* **Aim of the task**
Substitute "yield sign" for "stop sign" in the records from the line with "If you could place a marker on the vintage" through the end of the records, and leave everything else unchanged.

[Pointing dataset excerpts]
────────

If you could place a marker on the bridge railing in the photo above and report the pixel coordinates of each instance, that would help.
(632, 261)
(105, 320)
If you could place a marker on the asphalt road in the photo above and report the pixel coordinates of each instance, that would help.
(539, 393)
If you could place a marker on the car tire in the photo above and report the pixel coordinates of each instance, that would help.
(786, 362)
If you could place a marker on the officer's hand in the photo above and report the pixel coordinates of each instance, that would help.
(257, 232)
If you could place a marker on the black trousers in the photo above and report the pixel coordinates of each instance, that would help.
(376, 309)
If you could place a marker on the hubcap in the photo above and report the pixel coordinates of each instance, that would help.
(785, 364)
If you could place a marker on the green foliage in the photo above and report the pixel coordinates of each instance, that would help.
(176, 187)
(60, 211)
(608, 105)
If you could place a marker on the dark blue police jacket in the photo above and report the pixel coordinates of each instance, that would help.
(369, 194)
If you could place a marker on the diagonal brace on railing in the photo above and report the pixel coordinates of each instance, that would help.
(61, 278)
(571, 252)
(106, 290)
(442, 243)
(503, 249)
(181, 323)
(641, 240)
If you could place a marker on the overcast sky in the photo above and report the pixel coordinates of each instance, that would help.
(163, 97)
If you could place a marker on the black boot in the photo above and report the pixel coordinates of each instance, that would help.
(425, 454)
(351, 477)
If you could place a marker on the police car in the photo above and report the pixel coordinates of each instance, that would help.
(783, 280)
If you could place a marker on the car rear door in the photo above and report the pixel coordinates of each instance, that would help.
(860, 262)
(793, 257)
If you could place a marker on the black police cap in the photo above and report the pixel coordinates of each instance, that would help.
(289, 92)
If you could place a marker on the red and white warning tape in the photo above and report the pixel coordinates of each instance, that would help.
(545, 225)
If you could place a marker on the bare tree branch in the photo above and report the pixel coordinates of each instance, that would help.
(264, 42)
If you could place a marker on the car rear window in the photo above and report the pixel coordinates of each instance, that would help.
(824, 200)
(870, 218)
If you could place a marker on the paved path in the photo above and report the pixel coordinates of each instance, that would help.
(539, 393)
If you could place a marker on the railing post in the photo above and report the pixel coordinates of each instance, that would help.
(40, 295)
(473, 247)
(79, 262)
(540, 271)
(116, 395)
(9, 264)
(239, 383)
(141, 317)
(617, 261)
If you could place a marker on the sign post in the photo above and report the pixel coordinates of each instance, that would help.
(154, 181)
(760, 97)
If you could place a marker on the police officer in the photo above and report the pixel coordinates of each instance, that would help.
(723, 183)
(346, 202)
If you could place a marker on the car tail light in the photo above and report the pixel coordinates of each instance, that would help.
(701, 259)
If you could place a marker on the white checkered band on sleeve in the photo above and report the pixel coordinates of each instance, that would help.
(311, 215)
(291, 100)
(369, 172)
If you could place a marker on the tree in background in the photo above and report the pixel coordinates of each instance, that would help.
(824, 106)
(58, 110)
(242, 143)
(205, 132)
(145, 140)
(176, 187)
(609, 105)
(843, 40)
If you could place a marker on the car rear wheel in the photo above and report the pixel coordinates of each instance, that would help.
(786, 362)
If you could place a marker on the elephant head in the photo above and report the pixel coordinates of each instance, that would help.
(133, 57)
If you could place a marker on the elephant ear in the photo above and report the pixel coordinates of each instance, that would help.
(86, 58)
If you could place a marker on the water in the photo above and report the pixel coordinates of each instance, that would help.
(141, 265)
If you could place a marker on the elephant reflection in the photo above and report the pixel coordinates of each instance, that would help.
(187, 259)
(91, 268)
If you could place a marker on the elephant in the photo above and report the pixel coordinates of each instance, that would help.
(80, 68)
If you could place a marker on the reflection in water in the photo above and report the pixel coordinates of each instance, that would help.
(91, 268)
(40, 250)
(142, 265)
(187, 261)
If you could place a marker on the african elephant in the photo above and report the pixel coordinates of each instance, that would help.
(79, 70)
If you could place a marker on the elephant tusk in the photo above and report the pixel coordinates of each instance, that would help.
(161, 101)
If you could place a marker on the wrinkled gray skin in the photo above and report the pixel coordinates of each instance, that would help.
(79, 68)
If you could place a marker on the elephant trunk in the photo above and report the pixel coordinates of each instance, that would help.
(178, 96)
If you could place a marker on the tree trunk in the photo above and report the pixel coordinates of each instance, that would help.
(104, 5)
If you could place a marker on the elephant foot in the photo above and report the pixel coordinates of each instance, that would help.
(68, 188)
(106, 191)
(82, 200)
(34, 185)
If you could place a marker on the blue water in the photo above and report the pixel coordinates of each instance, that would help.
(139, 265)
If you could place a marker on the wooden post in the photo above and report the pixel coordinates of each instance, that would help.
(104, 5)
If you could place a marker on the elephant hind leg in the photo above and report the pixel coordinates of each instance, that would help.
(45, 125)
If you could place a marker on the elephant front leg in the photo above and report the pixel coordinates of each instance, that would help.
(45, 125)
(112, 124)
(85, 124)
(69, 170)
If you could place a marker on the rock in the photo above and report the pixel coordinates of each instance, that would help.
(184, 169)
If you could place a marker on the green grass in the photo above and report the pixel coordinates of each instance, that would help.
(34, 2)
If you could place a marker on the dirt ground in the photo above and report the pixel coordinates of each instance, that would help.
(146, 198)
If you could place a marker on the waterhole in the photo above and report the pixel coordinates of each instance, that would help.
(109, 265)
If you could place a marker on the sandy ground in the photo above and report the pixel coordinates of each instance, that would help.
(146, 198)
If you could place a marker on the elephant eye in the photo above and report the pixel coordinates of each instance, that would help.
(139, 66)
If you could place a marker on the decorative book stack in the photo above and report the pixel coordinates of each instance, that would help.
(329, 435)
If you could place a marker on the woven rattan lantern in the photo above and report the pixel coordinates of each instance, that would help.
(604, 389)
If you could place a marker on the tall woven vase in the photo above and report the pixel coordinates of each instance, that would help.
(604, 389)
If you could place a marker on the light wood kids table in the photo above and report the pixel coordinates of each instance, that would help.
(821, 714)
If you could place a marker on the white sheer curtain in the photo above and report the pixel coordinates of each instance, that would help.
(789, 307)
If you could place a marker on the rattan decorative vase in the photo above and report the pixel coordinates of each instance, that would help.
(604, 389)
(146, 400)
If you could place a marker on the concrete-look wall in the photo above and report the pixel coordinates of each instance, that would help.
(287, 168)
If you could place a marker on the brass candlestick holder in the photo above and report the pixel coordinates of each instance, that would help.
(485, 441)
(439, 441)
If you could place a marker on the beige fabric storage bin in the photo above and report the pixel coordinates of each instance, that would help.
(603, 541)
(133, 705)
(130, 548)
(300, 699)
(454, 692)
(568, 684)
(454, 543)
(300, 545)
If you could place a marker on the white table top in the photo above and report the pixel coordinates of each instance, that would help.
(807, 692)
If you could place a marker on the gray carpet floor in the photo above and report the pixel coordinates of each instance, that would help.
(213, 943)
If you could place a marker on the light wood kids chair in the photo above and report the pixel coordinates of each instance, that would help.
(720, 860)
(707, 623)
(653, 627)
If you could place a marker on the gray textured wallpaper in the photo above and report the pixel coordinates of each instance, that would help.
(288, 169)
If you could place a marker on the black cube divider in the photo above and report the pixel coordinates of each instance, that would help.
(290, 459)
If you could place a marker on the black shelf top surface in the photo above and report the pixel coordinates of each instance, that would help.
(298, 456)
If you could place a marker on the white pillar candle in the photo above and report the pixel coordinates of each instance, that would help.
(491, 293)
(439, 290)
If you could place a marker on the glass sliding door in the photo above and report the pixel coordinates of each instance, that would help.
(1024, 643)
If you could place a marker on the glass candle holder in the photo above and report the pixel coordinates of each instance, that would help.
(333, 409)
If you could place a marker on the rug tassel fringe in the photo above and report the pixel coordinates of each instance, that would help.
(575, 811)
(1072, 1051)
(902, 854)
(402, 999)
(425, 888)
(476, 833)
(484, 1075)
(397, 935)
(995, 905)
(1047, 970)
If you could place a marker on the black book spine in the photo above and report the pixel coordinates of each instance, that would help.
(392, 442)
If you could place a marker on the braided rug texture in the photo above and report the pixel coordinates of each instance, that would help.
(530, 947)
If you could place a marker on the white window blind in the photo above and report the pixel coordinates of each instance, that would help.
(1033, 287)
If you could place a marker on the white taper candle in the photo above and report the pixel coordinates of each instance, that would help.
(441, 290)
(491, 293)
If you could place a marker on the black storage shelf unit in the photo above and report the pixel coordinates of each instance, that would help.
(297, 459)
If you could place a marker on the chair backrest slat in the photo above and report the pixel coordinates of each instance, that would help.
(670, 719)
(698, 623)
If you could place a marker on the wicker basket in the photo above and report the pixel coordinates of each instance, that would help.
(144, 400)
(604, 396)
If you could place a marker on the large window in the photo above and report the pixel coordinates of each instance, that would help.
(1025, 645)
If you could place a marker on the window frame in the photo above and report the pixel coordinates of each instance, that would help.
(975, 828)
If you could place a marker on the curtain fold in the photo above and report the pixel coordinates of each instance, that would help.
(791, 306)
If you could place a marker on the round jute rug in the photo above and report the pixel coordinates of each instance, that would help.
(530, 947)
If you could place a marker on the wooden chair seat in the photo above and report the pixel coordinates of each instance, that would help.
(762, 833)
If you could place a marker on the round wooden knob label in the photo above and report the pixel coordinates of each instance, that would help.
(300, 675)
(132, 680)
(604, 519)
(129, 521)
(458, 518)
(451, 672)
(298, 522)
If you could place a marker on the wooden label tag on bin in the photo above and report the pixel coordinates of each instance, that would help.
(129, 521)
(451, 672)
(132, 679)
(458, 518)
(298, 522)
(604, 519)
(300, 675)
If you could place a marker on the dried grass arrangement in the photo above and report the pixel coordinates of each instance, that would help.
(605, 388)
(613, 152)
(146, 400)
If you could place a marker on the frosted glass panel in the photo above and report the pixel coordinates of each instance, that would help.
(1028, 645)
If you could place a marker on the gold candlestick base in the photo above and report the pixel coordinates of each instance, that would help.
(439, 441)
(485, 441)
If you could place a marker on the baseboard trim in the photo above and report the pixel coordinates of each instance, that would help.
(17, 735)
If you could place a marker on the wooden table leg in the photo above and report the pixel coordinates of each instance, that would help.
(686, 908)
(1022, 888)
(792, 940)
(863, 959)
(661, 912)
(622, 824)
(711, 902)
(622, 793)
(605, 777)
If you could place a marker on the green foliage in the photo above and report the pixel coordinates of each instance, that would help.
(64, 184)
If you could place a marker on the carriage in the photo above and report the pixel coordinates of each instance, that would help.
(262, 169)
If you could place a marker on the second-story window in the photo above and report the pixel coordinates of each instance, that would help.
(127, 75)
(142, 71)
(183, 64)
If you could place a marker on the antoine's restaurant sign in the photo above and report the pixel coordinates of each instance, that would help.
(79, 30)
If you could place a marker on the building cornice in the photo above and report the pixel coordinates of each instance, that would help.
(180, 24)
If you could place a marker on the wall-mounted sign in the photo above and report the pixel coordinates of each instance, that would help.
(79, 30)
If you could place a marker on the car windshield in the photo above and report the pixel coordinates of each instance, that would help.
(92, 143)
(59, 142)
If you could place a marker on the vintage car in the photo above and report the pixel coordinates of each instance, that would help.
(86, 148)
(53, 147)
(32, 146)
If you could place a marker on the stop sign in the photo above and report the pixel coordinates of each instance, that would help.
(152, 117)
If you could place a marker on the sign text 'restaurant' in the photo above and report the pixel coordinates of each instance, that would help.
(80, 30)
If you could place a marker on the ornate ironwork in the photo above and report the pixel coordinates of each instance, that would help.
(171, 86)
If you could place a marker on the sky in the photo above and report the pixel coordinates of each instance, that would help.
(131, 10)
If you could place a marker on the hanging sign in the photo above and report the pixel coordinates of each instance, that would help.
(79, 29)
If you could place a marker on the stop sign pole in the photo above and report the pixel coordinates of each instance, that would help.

────────

* **Result for this task**
If you could place a marker on the vintage car in the photo above and report the pixel coordinates of each instance, that would help.
(86, 148)
(53, 147)
(32, 146)
If you could place a marker on the yield sign in the photo above and report the pixel coordinates of each instance, that would help.
(152, 117)
If you could place a marker on the sign text 'restaurant' in the photo above and report the pixel coordinates of each instance, that would help.
(80, 30)
If you could place a marker on the ornate ironwork in the photo above and report the pixel coordinates of each instance, that would help.
(171, 86)
If you could place a marker on the sky in the photo above and report the pixel coordinates of each instance, that would help.
(131, 10)
If you could place a marker on the hanging sign in the photo above and report the pixel coordinates of each instance, that would help.
(79, 29)
If you could place a marker on the yield sign pole in the photo above and report the pixel coordinates of each instance, that would help.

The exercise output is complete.